>>>

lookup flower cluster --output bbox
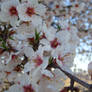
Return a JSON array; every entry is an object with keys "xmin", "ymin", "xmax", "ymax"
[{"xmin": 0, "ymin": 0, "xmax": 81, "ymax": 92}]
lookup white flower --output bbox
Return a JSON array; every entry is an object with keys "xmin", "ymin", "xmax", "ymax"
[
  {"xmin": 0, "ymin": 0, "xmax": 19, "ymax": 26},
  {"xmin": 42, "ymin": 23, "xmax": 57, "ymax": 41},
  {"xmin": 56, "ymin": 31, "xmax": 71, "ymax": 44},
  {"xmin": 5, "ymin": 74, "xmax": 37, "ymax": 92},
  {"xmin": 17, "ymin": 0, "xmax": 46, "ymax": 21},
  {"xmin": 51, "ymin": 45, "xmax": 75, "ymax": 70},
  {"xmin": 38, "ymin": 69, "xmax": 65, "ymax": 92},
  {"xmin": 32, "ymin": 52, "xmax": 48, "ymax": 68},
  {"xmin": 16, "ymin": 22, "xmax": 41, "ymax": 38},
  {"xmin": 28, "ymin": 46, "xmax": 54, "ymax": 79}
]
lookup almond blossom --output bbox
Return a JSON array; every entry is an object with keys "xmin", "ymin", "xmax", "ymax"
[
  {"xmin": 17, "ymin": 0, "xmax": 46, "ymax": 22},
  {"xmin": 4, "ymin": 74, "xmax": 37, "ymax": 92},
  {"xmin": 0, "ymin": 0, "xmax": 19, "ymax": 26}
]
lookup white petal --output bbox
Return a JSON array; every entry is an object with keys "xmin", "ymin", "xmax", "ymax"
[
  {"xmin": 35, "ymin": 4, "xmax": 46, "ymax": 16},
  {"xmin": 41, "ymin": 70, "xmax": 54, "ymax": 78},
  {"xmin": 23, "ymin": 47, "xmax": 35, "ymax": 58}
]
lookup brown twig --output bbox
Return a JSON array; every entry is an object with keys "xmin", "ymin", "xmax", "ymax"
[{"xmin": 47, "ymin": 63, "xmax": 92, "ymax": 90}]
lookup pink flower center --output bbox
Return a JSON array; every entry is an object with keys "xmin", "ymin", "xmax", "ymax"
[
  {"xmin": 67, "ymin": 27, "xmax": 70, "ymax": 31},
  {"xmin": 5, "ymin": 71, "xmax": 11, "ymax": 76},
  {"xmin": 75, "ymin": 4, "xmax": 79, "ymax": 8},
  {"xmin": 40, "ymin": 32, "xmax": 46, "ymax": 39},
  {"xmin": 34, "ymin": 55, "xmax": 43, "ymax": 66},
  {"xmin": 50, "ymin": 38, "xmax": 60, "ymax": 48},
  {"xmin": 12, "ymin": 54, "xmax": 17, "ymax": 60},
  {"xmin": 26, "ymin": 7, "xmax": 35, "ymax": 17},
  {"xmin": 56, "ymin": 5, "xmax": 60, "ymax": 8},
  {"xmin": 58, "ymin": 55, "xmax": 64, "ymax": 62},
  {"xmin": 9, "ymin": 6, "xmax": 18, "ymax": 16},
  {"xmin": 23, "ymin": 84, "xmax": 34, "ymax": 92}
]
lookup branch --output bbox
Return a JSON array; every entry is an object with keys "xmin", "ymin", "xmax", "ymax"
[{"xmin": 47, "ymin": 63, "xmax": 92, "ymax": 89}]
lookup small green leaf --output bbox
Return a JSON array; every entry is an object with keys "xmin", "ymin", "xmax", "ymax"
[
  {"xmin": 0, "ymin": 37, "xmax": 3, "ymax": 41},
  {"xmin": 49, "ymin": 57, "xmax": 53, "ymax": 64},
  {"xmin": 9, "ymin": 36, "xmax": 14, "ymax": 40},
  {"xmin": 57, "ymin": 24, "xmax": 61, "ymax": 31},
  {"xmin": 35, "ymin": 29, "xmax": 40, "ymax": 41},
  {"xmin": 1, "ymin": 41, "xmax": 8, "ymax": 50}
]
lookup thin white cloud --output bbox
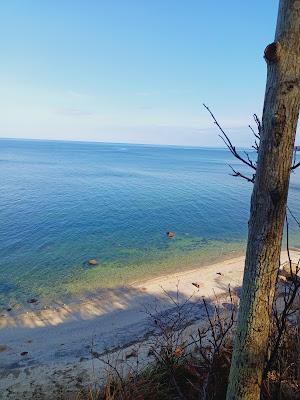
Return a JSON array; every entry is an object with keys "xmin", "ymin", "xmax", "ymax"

<<<

#### TASK DIRECTIONS
Your reply must contain each entry exactly as written and no pictures.

#### SOLUTION FOR THIS TASK
lookup flower cluster --output bbox
Return a JSON array; every entry is an object with keys "xmin", "ymin", "xmax", "ymax"
[{"xmin": 0, "ymin": 0, "xmax": 81, "ymax": 92}]
lookup white flower --output bbox
Return a JSON array; every entry is an object with keys "xmin", "ymin", "xmax", "ymax"
[
  {"xmin": 0, "ymin": 0, "xmax": 19, "ymax": 26},
  {"xmin": 42, "ymin": 23, "xmax": 57, "ymax": 41},
  {"xmin": 56, "ymin": 31, "xmax": 71, "ymax": 44},
  {"xmin": 5, "ymin": 74, "xmax": 37, "ymax": 92},
  {"xmin": 17, "ymin": 0, "xmax": 46, "ymax": 21},
  {"xmin": 51, "ymin": 45, "xmax": 75, "ymax": 70},
  {"xmin": 38, "ymin": 69, "xmax": 65, "ymax": 92},
  {"xmin": 32, "ymin": 52, "xmax": 48, "ymax": 68},
  {"xmin": 16, "ymin": 22, "xmax": 41, "ymax": 38},
  {"xmin": 28, "ymin": 46, "xmax": 54, "ymax": 79}
]
lookup almond blossom --output bbox
Return a JSON array; every entry is an object with keys "xmin", "ymin", "xmax", "ymax"
[
  {"xmin": 17, "ymin": 0, "xmax": 46, "ymax": 22},
  {"xmin": 4, "ymin": 74, "xmax": 37, "ymax": 92},
  {"xmin": 0, "ymin": 0, "xmax": 19, "ymax": 26}
]
lookup white petal --output bbox
Return a JSON array; every entry is an object with keys "xmin", "ymin", "xmax", "ymax"
[
  {"xmin": 35, "ymin": 4, "xmax": 46, "ymax": 16},
  {"xmin": 41, "ymin": 70, "xmax": 54, "ymax": 78},
  {"xmin": 23, "ymin": 47, "xmax": 35, "ymax": 58}
]
lookup brown twig --output bbox
Return a JSON array; every entry is an object with keys "xmin", "ymin", "xmax", "ymax"
[{"xmin": 47, "ymin": 63, "xmax": 92, "ymax": 90}]
lookup pink flower center --output bbox
Return a JSON array; every entry is an object with keys "xmin", "ymin", "xmax", "ymax"
[
  {"xmin": 67, "ymin": 27, "xmax": 70, "ymax": 31},
  {"xmin": 5, "ymin": 71, "xmax": 11, "ymax": 76},
  {"xmin": 75, "ymin": 4, "xmax": 79, "ymax": 8},
  {"xmin": 40, "ymin": 32, "xmax": 46, "ymax": 39},
  {"xmin": 34, "ymin": 55, "xmax": 43, "ymax": 66},
  {"xmin": 50, "ymin": 38, "xmax": 60, "ymax": 48},
  {"xmin": 12, "ymin": 54, "xmax": 17, "ymax": 60},
  {"xmin": 26, "ymin": 7, "xmax": 35, "ymax": 17},
  {"xmin": 56, "ymin": 5, "xmax": 60, "ymax": 8},
  {"xmin": 58, "ymin": 55, "xmax": 64, "ymax": 62},
  {"xmin": 9, "ymin": 6, "xmax": 18, "ymax": 16},
  {"xmin": 23, "ymin": 84, "xmax": 34, "ymax": 92}
]
lookup branch --output bbox
Return a JSON array; every entry is an object with keys "xmin", "ymin", "xmax", "ymax"
[{"xmin": 47, "ymin": 63, "xmax": 92, "ymax": 89}]
lookup small green leaf --output bbox
Return a JSON array; every entry is an object with keys "xmin", "ymin", "xmax", "ymax"
[
  {"xmin": 0, "ymin": 37, "xmax": 3, "ymax": 41},
  {"xmin": 49, "ymin": 57, "xmax": 53, "ymax": 64},
  {"xmin": 9, "ymin": 36, "xmax": 14, "ymax": 40},
  {"xmin": 57, "ymin": 24, "xmax": 61, "ymax": 31},
  {"xmin": 35, "ymin": 29, "xmax": 40, "ymax": 41},
  {"xmin": 1, "ymin": 41, "xmax": 8, "ymax": 50}
]
lookup thin white cloud --output bbox
Return a JSON array; every entry is an object with keys "xmin", "ymin", "xmax", "ymax"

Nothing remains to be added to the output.